====== Records shown ======

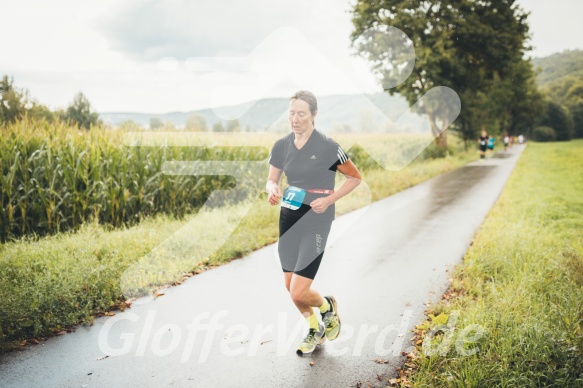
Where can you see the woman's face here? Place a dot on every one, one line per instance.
(300, 118)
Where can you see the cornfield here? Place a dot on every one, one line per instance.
(55, 178)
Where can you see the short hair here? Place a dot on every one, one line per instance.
(308, 97)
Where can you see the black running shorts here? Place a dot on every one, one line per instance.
(302, 240)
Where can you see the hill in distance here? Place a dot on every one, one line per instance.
(338, 113)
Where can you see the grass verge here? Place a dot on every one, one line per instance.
(520, 285)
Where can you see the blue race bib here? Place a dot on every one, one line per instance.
(293, 198)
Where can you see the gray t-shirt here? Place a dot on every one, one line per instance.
(311, 167)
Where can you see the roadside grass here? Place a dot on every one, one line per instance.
(521, 282)
(50, 284)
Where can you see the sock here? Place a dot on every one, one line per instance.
(325, 306)
(313, 321)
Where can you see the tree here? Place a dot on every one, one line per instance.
(196, 123)
(156, 123)
(558, 118)
(471, 46)
(79, 112)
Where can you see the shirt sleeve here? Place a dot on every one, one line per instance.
(341, 157)
(276, 156)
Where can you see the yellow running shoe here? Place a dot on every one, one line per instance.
(331, 319)
(313, 338)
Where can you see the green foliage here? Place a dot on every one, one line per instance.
(79, 112)
(55, 178)
(558, 118)
(561, 77)
(218, 127)
(12, 101)
(543, 134)
(156, 123)
(233, 125)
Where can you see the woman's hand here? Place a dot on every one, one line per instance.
(319, 205)
(274, 195)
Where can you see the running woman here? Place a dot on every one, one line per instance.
(310, 161)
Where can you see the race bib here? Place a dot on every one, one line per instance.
(293, 198)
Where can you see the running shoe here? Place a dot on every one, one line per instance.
(331, 319)
(314, 337)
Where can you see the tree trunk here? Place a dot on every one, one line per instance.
(439, 133)
(441, 140)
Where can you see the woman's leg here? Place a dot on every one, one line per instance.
(303, 296)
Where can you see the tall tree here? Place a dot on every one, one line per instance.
(12, 101)
(471, 46)
(80, 113)
(558, 118)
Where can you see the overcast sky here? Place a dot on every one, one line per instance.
(155, 57)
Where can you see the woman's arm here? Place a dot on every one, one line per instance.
(353, 179)
(272, 185)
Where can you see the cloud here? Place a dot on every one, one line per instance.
(151, 30)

======

Rewrite all of the entries above, changing each "Place a dot on" to "Mark" and keeping every other word the same. Leave the pictures out of your answer.

Where can you see the woman's face here? Mark every one, one line per instance.
(300, 118)
Where can you see the cornfield here? Mark every one, one line per instance.
(55, 178)
Where can you see the short hair here? Mark every one, one line per instance.
(308, 97)
Where can you see the black running shorts here? Mark every one, one line per instance.
(302, 240)
Where can you see the hill in distance here? Mark every one, one line per instance.
(338, 113)
Where can you see the grass verge here? Mark every one, one line per instance.
(520, 285)
Where can you see the blue race bib here? Mark every one, one line per instance.
(293, 198)
Where can you see the gray t-shirt here? Mark every one, one line per instance.
(311, 167)
Where can you see the roadside grass here? Mark every one, one line per instance.
(521, 282)
(50, 284)
Where can you see the sock here? Mark every one, one line per instance.
(325, 306)
(313, 321)
Where can you see the tree here? Mark every one, one line per instance.
(196, 123)
(156, 123)
(558, 118)
(471, 46)
(79, 112)
Where can you see the shirt sleeve here? Mark every one, one line per instance.
(341, 157)
(276, 156)
Where can you see the yellow running shoe here? Mark every one, one line per instance.
(331, 319)
(313, 338)
Where can you see the green foliage here? Mark every one, one line per instance.
(79, 112)
(55, 178)
(558, 118)
(561, 77)
(218, 127)
(12, 101)
(543, 134)
(156, 123)
(233, 125)
Where can you see the woman's hand here? Mark every one, one line per instance.
(319, 205)
(274, 195)
Where can you see the running woman here? Mark every one, one line per instance.
(310, 161)
Where can you see the race bib here? Mark every one, one line per instance.
(293, 198)
Where can you see the running shoe here? Mark every one, one line per instance.
(331, 319)
(314, 337)
Where can you see the tree trunk here? Mark every one, one line per instance.
(439, 133)
(441, 140)
Where can you see the woman's leg here? Mark every one, one line per instance.
(303, 296)
Where can you see the tall tree here? Mark every one, one line per instance.
(12, 101)
(471, 46)
(80, 113)
(558, 118)
Where can you see the overcast sky here? Mark every one, one line per instance.
(155, 57)
Where can you see the woman's arm here? Mark every one, one line per instance.
(353, 179)
(272, 185)
Where can you see the cloud here? Mark every one, one line per instance.
(151, 30)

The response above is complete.